#### Directive:
Can you reproduce the passage of the forum excerpt on double-free and undefined behavior below, between "I know very" and "reality well defined.", inclusive?

* begin Excerpt *

In fact I find double-free safer because it usually crashes (and in my code I do checks so it almost certainly crashes), while in C# I can happily use such object without knowing it. But as I said, it depends on specific use case.
> In fact I find double-free safer because it usually crashes (and in my code I do checks so it almost certainly crashes)
You don't know what an undefined behavior is, do you ? You cannot be sure it crashes since the compiler is allowed to do anything with the assumption it doesn't happen. It's absolutely legit for the compiler to remove all the code you added to check a double-free didn't happen because it is assuming that's dead code.
See this post[1] from the LLVM blog which explains why you can't expect anything when you're triggering an UB.
I know very well what UB is and I bet there is not a single big program which does not have undefined behaviour. I even rely on UB sometimes, because with well defined set of compilers and systems, it's in reality well defined.

* end Excerpt *
* begin Information supplied *

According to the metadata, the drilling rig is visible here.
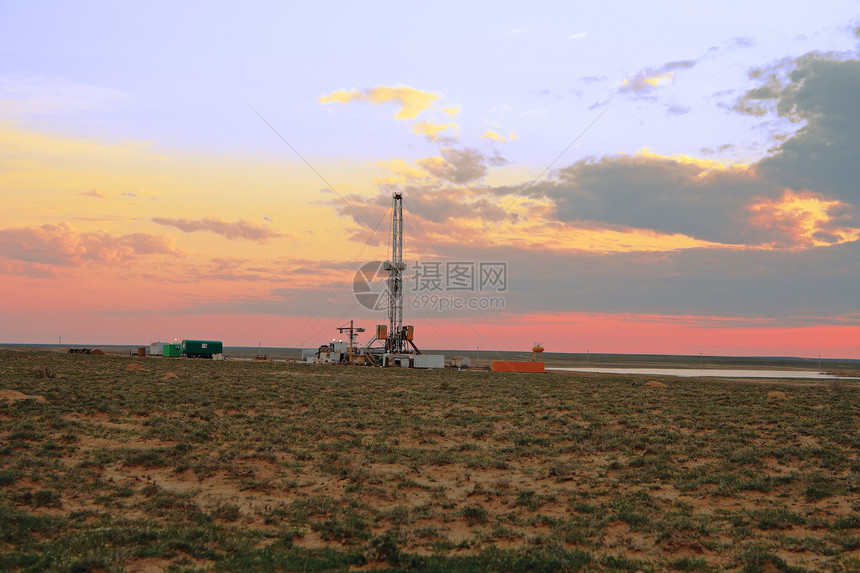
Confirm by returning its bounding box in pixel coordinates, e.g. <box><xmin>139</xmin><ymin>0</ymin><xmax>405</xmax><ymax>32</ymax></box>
<box><xmin>316</xmin><ymin>191</ymin><xmax>445</xmax><ymax>368</ymax></box>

* end Information supplied *

#### Solved exercise:
I know very well what UB is and I bet there is not a single big program which does not have undefined behaviour. I even rely on UB sometimes, because with well defined set of compilers and systems, it's in reality well defined.